=== The data ===

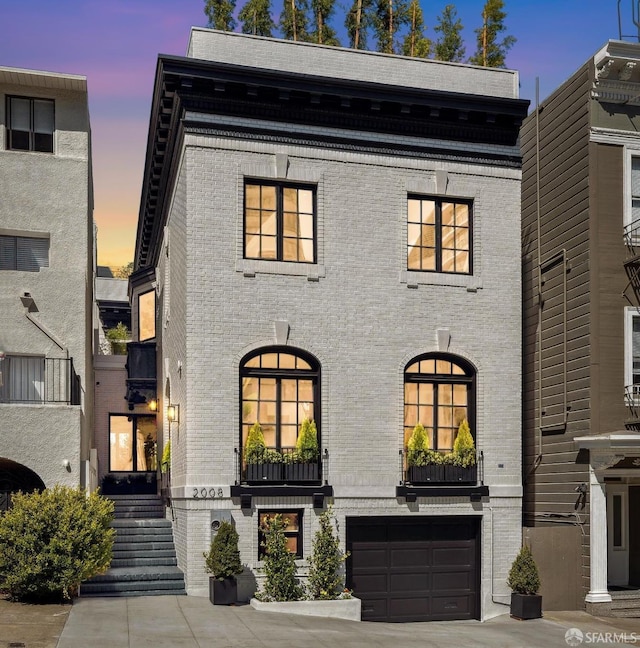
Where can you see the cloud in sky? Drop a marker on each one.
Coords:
(115, 44)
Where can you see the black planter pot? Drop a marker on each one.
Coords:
(264, 472)
(296, 472)
(526, 606)
(433, 473)
(223, 592)
(459, 474)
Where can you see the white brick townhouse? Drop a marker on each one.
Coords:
(333, 236)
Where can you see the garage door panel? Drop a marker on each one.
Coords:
(374, 583)
(414, 571)
(369, 557)
(453, 556)
(404, 556)
(451, 580)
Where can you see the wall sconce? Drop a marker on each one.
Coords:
(173, 413)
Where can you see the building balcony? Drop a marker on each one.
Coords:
(279, 467)
(37, 380)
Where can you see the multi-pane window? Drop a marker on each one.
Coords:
(438, 235)
(30, 124)
(132, 443)
(279, 221)
(292, 531)
(147, 316)
(279, 391)
(26, 253)
(438, 393)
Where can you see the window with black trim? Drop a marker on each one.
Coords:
(279, 390)
(279, 221)
(25, 253)
(439, 393)
(439, 235)
(292, 531)
(30, 124)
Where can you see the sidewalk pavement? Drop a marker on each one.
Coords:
(192, 622)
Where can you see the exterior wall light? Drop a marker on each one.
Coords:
(173, 413)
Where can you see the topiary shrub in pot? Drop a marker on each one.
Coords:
(423, 464)
(461, 463)
(524, 582)
(302, 463)
(262, 463)
(223, 562)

===

# [Brief]
Please repeat these entries line for line, leaving out the pictures.

# [Problem solution]
Where can you see the cloud in sky? Drop a marker on each one.
Coords:
(115, 44)
Where can you see the black planter pot? Drop a marker on each one.
Coords:
(264, 472)
(296, 472)
(526, 606)
(433, 473)
(223, 592)
(459, 474)
Where can you see the white brick townhouse? Drop a marker on each one.
Coords:
(333, 236)
Where can you see the garage door panel? Drop a marker on each one.
Coords:
(374, 583)
(414, 571)
(369, 557)
(453, 556)
(404, 556)
(451, 580)
Where can you see the wall sconce? Drop a marker on each one.
Coords:
(173, 413)
Where can you see the building balcony? Drop a marker on each one.
Coords:
(279, 467)
(37, 380)
Where can you see the multi-pane window? Drop a marker on each one.
Coords:
(438, 235)
(30, 124)
(132, 443)
(279, 221)
(292, 531)
(147, 316)
(279, 391)
(26, 253)
(438, 393)
Where can you see the window with black trim? Drop a marker on each one.
Coords:
(279, 390)
(279, 221)
(25, 253)
(439, 393)
(439, 235)
(292, 531)
(30, 124)
Where can you see the sidewalk pavement? Drop a marker on each one.
Coords:
(192, 622)
Where can you see the exterior wall light? Drop a marker on each one.
Coords:
(173, 413)
Where can you see the topiary shrub in pot? Drop a marker on each one.
Coords:
(423, 464)
(461, 463)
(524, 582)
(302, 463)
(262, 463)
(223, 562)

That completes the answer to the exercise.